:: EXTRAIT DU TEXTE ::

Ainsi, la célèbre phrase « le premier devoir d’un révolutionnaire, c’est de faire la révolution » n’aurait été qu’une mauvaise traduction de « le premier devoir d’un fonctionnaire, c’est de faire remplir le formulaire ». Et « socialismo o muerte » en réalité voulait dire « nous sommes ouverts de 9h30 à 11h00 et de 13h45 à 16h30, du mardi au jeudi ». Vous avez cru comprendre « soyons réalistes, demandons l’impossible » ? Que nenni. Il fallait comprendre « revenez demain avec tous les documents ».

Qui pourrait résister à un tel objectif - au point d’y consacrer (et risquer) sa vie ?

:::

| TÂCHES À RÉALISER |
1) Traduisez en anglais cette phrase du texte sur les slogans révolutionnaires : « Il fallait comprendre “revenez demain avec tous les documents”. »
2) Recopiez le passage du texte sur les slogans révolutionnaires qui va de « Ainsi, la célèbre » jusqu’à « risquer) sa vie ? », en changeant « fonctionnaire » en « bureaucrate ».
3) Reprenez le texte sur les slogans révolutionnaires là où il s’arrête et poursuivez-le.
La liste ci-après est un matériau distinct du texte sur les slogans révolutionnaires.

:: DONNÉES ENREGISTRÉES ::

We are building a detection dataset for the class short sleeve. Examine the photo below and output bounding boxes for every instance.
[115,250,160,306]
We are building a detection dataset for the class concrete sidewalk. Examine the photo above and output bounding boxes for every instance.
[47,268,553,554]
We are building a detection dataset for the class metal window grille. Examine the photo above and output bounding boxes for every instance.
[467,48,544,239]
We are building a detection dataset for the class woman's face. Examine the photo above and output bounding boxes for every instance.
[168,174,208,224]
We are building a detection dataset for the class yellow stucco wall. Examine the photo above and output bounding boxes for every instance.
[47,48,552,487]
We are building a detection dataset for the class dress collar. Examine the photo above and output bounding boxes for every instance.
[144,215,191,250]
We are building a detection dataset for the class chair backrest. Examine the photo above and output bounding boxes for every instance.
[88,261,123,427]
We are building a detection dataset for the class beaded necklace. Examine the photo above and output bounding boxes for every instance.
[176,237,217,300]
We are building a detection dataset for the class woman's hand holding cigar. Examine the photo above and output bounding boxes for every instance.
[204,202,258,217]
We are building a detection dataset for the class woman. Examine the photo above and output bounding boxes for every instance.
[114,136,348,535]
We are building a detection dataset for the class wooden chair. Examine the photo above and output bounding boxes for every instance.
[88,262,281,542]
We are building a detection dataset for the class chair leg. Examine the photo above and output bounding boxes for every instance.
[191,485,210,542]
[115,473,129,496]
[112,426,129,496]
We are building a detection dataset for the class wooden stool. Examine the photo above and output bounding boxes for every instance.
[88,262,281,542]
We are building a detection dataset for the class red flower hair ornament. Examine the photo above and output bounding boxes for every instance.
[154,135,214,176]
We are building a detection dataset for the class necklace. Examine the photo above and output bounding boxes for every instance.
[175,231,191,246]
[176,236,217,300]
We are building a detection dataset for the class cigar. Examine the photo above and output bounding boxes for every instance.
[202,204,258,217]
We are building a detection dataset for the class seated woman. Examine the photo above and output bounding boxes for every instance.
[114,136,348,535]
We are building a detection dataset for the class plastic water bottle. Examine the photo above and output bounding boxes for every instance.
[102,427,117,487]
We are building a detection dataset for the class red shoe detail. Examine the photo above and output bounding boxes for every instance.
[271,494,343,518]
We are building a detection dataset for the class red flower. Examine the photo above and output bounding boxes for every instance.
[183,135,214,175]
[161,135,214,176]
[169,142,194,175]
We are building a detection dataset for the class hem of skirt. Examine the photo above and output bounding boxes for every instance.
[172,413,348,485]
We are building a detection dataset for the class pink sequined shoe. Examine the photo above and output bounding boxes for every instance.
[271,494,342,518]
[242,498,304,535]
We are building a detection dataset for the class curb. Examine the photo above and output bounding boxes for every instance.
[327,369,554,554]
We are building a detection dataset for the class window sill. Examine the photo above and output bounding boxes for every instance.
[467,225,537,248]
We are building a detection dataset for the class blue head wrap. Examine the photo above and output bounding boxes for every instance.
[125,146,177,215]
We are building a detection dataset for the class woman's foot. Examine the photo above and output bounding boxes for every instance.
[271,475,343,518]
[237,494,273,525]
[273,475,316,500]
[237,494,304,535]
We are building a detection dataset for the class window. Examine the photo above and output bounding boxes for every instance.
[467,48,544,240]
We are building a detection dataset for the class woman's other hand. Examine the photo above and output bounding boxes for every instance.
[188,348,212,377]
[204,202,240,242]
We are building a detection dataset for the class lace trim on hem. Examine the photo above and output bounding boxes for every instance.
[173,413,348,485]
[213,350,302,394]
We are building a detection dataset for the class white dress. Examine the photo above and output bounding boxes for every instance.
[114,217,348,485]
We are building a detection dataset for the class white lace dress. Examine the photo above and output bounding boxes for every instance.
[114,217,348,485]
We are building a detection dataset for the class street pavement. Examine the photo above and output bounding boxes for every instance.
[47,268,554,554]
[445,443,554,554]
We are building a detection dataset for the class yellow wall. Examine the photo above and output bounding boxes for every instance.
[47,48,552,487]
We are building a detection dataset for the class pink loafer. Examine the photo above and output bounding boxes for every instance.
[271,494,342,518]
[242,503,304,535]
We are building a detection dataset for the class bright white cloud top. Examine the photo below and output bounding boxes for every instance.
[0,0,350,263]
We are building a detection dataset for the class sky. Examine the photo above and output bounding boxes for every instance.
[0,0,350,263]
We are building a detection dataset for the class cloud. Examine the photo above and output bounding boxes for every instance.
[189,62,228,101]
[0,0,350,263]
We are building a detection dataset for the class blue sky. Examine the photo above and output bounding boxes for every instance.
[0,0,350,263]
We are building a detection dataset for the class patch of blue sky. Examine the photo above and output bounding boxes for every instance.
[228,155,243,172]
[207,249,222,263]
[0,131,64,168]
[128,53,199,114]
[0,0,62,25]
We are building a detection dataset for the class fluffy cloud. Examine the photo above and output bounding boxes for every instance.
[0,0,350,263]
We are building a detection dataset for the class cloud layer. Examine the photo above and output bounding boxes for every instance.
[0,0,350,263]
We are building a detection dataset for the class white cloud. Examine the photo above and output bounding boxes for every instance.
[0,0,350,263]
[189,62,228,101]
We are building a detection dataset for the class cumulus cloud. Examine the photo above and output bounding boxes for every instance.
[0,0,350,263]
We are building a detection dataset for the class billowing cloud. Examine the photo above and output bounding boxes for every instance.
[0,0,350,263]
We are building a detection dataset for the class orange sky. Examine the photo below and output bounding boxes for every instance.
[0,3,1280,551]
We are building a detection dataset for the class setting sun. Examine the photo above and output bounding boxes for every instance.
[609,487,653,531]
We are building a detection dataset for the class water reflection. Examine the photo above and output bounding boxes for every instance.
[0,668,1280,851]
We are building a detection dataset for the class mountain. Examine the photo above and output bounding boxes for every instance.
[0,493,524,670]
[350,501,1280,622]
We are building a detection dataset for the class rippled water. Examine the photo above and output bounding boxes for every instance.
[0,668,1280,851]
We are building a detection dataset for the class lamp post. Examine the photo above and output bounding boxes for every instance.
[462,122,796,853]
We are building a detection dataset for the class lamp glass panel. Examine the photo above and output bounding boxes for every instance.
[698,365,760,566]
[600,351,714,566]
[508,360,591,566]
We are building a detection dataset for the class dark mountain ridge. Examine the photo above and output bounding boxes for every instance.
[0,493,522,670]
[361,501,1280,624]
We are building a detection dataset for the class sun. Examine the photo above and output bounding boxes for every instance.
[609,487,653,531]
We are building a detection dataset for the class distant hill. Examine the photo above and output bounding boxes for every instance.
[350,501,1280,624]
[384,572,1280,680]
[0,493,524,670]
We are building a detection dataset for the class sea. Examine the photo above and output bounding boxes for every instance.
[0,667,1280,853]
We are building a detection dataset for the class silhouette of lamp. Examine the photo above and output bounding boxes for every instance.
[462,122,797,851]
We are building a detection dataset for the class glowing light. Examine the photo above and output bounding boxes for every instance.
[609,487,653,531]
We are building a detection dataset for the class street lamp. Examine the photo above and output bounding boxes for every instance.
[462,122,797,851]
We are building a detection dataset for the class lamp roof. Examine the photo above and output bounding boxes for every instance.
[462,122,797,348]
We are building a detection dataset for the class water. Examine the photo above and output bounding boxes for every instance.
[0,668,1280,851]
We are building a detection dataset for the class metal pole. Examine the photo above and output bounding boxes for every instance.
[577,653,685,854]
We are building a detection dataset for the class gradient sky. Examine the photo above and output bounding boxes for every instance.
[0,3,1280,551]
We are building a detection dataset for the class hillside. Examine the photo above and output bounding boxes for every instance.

:::

| RÉPONSES AUX TÂCHES |
1) What you were supposed to understand was "come back tomorrow with all the documents."

2)
Ainsi, la célèbre phrase « le premier devoir d’un révolutionnaire, c’est de faire la révolution » n’aurait été qu’une mauvaise traduction de « le premier devoir d’un bureaucrate, c’est de faire remplir le formulaire ». Et « socialismo o muerte » en réalité voulait dire « nous sommes ouverts de 9h30 à 11h00 et de 13h45 à 16h30, du mardi au jeudi ». Vous avez cru comprendre « soyons réalistes, demandons l’impossible » ? Que nenni. Il fallait comprendre « revenez demain avec tous les documents ».

Qui pourrait résister à un tel objectif - au point d’y consacrer (et risquer) sa vie ?

3)
CUBA : UN « MODELE » DE RESISTANCE

Certains prédisent que la société cubaine « n’y résistera pas ». Alors remontons par exemple à l’année 2003, lorsque l’industrie sucrière à Cuba, qui était une des principales ressources économiques du pays, a été réduite de moitié. 200.000 travailleurs ont alors « perdu leur emploi », selon la terminologie consacrée. Prenons un pari peu risqué : si les travailleurs et leurs familles s’étaient retrouvés à vagabonder et mendier sur les routes, comme cela se serait passé en d’autres temps ou en d’autres lieux, il ne fait aucun doute que les médias du monde entier se seraient précipités pour illustrer « la faillite du modèle cubain ». Mais les médias n’ont pas pipé mot. Nous racontons dans notre livre Cuba est une île (D. Bleitrach et V. Dedaj avec la participation de J-F Bonaldi) comment les suppressions d’emploi ont été accompagnées par des restructurations, des reconversions, etc., pour aboutir à ce qu’aucun travailleur ne soit abandonné à son sort.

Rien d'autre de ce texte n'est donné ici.